Goal: Recast the records below as a Markdown table with the columns Row and Line, one numbered row for each line. Skip blank lines and leave the pictures out.

Supplied records start

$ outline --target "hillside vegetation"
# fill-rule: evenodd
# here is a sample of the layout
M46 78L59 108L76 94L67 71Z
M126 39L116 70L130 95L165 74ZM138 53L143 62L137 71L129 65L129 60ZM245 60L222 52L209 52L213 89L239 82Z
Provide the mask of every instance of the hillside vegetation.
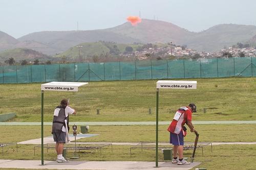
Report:
M160 90L160 121L169 120L176 109L190 103L197 106L196 120L256 119L251 111L256 102L256 78L191 80L198 81L197 89ZM78 92L46 91L45 120L52 120L53 109L66 98L78 112L72 121L155 121L157 81L90 82ZM40 87L39 83L0 84L0 113L16 113L12 121L40 122ZM100 114L96 114L97 109Z
M253 37L255 35L256 27L254 26L222 24L195 33L169 22L143 19L135 27L125 22L102 30L44 31L31 33L18 39L0 32L0 51L26 48L53 55L81 43L104 41L122 44L172 41L198 51L211 52L238 42L250 43L252 41L254 44Z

Supplied records end

Response:
| Row | Line |
|---|---|
| 1 | $ outline --target "hillside vegetation" |
| 2 | # fill-rule: evenodd |
| 3 | # here is a sample of the layout |
| 4 | M46 78L59 108L76 94L67 71Z |
| 5 | M126 39L116 70L130 95L165 74ZM138 53L143 62L137 71L129 65L129 60ZM245 60L222 52L209 52L213 89L239 82Z |
| 6 | Provide the mask of every instance of the hillside vegetation. |
| 7 | Report: |
| 8 | M160 90L160 121L169 120L176 109L190 103L197 106L196 120L256 119L251 111L256 102L256 78L191 80L198 81L197 89ZM78 92L46 91L45 120L52 120L53 109L66 98L78 112L72 121L155 121L157 81L90 82ZM40 87L39 83L0 84L0 113L16 113L12 121L40 122ZM100 114L96 114L97 109Z |
| 9 | M253 37L255 35L256 27L254 26L222 24L195 33L169 22L143 19L135 27L125 22L102 30L44 31L31 33L18 39L0 32L0 51L26 48L53 55L81 43L104 41L122 44L172 41L198 51L211 52L238 42L250 43L252 41L254 44Z |